* [What you are asked to do] Produce an exact copy of the lines from the line containing "man in navy" through the last line of the listing below, both ends included, and nothing else.

-- Provided data follows --

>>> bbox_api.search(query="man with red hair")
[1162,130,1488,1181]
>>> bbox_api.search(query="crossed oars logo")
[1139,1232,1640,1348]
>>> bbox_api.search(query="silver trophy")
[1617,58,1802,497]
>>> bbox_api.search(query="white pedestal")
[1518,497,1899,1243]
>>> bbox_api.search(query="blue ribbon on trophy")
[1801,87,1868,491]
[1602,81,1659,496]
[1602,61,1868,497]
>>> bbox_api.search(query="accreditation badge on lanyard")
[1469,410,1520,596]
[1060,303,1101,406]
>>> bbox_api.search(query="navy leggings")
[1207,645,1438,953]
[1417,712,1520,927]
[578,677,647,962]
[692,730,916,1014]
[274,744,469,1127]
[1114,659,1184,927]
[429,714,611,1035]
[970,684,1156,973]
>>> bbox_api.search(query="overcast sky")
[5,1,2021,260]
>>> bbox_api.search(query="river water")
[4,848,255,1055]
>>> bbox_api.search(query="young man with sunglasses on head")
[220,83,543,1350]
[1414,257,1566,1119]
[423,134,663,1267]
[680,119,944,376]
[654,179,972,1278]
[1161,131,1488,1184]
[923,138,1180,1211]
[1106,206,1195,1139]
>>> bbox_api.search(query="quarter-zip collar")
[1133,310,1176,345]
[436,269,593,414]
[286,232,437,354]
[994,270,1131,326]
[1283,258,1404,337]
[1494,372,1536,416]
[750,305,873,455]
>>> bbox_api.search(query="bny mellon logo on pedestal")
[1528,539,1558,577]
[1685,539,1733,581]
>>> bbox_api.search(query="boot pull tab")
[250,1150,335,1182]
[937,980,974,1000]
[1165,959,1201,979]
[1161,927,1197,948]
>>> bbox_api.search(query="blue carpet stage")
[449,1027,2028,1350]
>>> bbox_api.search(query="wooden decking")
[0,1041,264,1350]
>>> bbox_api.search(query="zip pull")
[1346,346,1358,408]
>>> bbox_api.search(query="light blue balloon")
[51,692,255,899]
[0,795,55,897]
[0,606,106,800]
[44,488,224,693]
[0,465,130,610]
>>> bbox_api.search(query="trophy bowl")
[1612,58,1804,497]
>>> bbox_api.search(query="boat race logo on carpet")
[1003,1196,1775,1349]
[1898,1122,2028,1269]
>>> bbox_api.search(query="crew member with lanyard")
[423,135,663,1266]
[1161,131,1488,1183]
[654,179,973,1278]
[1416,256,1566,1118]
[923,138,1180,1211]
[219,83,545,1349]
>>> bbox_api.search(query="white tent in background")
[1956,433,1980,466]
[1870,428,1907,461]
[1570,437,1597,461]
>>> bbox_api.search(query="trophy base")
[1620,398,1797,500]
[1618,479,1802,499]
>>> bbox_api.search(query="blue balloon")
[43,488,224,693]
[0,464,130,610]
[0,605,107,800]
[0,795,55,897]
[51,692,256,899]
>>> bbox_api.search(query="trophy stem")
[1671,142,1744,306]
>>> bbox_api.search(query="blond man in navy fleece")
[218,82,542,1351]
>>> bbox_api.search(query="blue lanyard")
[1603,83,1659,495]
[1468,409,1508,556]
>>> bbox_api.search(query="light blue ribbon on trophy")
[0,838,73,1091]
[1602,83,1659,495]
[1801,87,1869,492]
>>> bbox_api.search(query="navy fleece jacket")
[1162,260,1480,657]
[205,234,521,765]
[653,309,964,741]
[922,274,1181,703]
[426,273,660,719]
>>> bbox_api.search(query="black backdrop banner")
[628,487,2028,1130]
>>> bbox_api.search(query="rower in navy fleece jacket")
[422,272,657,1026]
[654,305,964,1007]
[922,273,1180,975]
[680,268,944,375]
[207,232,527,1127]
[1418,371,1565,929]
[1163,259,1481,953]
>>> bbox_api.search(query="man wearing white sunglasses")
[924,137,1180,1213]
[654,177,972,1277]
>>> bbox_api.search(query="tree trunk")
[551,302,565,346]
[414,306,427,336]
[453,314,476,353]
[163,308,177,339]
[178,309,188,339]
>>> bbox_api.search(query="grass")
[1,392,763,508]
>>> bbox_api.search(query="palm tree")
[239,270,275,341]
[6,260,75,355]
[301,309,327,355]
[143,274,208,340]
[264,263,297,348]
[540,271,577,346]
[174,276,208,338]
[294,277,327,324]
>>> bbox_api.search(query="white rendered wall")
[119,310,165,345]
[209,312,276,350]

-- Provided data concluded --

* [Exercise output]
>>> bbox_api.search(query="blond man in navy fleece")
[218,82,542,1351]
>>> bbox_api.search(query="blue lanyard")
[1603,83,1659,495]
[1468,409,1508,556]
>>> bbox_api.search(query="light blue ribbon on trophy")
[0,838,73,1091]
[1602,83,1659,495]
[1801,87,1869,492]
>>> bbox_api.search(query="navy fleece jacket")
[1162,260,1480,657]
[205,234,521,765]
[653,309,964,741]
[922,274,1181,703]
[426,273,660,719]
>>> bbox_api.search(query="black backdrop banner")
[628,487,2028,1130]
>>> bbox_api.search(query="rower in navy fleece jacket")
[422,272,657,1026]
[654,305,964,1007]
[922,273,1180,975]
[680,268,944,375]
[207,232,527,1127]
[1418,371,1565,929]
[1163,259,1481,953]
>>> bbox_api.search(query="man wearing white sunglasses")
[924,137,1180,1213]
[654,177,972,1277]
>>> bbox_api.search(query="tree trunk")
[551,302,565,346]
[414,306,427,336]
[453,314,476,353]
[163,308,177,339]
[178,309,188,339]
>>> bbox_api.search(query="grass")
[1,392,763,508]
>>> bbox_api.search(query="palm tree")
[239,270,275,341]
[6,260,75,355]
[301,309,327,355]
[143,274,208,340]
[264,263,297,348]
[540,271,577,346]
[174,276,208,338]
[294,277,327,324]
>>> bbox_api.search(query="white rendered wall")
[119,310,165,345]
[209,312,276,350]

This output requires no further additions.